Material for the task
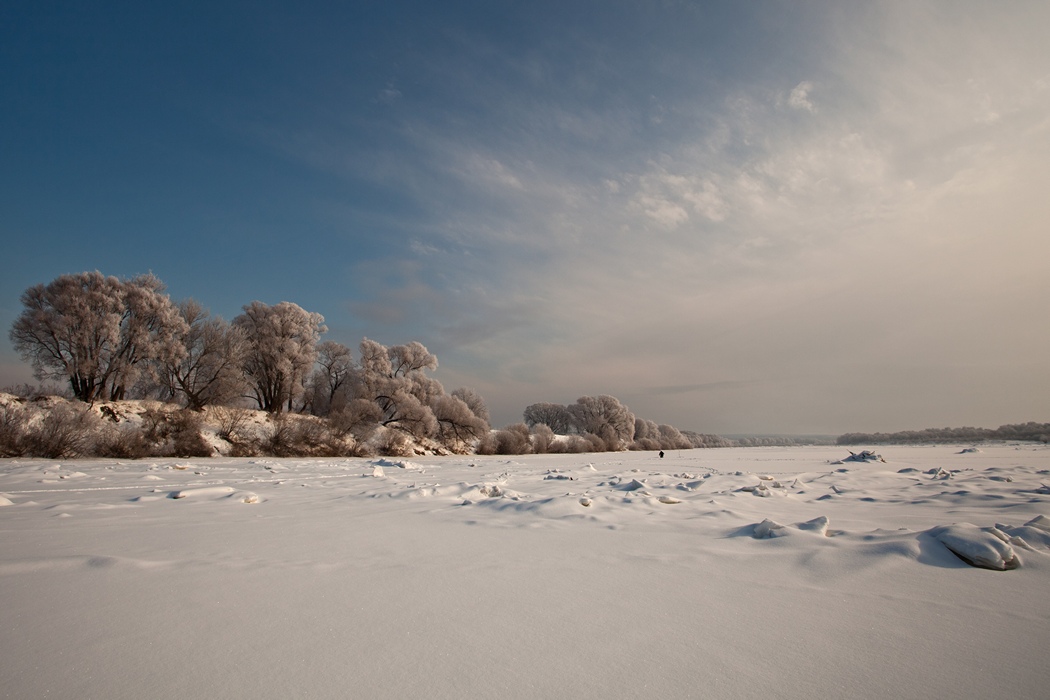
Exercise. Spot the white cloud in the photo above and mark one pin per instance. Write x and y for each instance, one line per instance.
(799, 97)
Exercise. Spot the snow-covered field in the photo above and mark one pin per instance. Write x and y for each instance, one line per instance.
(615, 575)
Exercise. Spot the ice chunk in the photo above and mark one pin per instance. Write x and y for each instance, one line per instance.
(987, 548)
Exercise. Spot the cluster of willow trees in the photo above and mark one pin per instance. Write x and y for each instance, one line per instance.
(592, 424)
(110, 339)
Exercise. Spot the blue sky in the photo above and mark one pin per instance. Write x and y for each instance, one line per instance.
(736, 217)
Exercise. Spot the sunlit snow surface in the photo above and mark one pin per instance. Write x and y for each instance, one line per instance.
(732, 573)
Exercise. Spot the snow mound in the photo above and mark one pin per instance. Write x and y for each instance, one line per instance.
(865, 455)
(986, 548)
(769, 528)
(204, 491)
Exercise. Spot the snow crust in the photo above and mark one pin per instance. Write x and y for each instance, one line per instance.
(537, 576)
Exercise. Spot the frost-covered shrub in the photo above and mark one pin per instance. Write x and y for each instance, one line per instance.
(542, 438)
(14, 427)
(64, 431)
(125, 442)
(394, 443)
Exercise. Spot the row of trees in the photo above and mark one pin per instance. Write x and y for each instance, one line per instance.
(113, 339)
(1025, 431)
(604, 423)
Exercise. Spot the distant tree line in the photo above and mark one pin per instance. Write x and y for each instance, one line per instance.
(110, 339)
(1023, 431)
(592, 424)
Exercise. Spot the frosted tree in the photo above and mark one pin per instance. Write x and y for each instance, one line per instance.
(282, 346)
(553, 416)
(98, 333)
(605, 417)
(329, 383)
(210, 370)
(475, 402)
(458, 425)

...

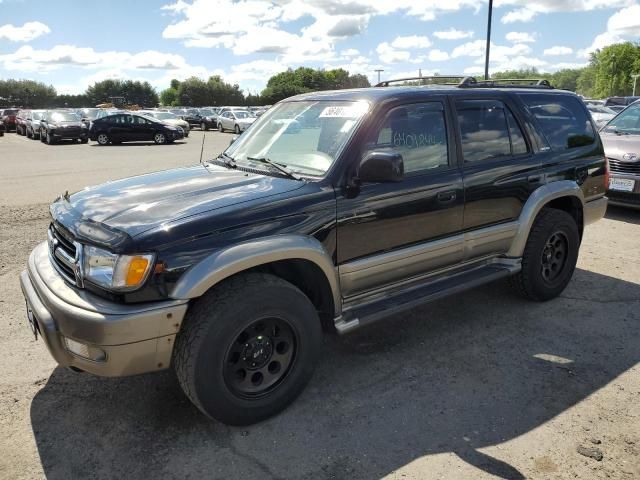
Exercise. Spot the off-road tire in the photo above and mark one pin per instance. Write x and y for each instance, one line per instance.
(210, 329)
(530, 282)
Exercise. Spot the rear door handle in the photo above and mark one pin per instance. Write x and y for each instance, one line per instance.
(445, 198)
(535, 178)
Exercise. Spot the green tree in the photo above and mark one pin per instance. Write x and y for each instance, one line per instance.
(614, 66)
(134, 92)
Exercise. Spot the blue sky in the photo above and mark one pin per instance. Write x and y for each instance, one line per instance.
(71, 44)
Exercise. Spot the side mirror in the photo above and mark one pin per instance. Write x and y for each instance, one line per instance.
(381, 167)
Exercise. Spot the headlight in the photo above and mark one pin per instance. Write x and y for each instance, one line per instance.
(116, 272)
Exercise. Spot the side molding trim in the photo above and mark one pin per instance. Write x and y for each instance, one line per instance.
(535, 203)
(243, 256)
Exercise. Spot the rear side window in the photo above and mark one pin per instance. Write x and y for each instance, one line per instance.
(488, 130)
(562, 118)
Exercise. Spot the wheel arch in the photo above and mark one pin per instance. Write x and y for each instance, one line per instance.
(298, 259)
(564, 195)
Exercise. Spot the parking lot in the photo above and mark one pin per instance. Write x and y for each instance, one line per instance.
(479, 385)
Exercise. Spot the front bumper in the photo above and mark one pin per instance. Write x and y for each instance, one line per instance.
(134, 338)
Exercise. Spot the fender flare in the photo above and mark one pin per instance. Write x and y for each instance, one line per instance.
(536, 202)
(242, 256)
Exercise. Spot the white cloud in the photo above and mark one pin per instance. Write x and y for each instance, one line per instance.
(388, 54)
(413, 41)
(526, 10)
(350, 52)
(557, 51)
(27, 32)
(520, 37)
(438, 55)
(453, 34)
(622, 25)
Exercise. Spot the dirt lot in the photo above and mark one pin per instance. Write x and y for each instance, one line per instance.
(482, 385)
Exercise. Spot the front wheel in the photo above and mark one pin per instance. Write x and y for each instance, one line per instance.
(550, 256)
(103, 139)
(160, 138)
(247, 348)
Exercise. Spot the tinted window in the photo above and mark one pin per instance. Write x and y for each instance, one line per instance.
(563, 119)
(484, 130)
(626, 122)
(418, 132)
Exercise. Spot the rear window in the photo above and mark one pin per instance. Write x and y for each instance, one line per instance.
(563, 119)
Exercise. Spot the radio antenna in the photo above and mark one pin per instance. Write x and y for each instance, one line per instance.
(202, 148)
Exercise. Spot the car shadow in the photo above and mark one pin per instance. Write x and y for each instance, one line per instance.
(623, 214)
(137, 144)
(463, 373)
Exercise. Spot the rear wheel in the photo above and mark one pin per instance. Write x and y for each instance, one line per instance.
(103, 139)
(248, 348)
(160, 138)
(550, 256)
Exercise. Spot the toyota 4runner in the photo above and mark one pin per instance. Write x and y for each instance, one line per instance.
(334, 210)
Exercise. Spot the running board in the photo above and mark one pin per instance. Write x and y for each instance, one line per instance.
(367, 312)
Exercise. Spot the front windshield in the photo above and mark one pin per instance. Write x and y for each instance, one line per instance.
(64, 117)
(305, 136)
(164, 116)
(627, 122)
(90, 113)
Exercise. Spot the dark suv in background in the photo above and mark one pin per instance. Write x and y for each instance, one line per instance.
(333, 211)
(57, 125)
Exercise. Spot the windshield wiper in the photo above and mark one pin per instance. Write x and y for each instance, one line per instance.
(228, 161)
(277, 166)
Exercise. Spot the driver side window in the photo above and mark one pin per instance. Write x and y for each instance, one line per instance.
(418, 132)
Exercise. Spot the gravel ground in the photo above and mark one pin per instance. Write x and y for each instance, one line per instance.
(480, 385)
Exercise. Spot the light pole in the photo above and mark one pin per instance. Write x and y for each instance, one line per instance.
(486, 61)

Problem description
Copy out every row above that contains the word "covered". Letter case counts.

The completed task
Exercise. Spot the snow-covered field in the photo above and mark one pin per instance. Write x and y for each instance, one line per instance.
Exercise. Spot the frost-covered shrub in the photo above and mark one pin per instance. Write x and y for each instance, one line per instance.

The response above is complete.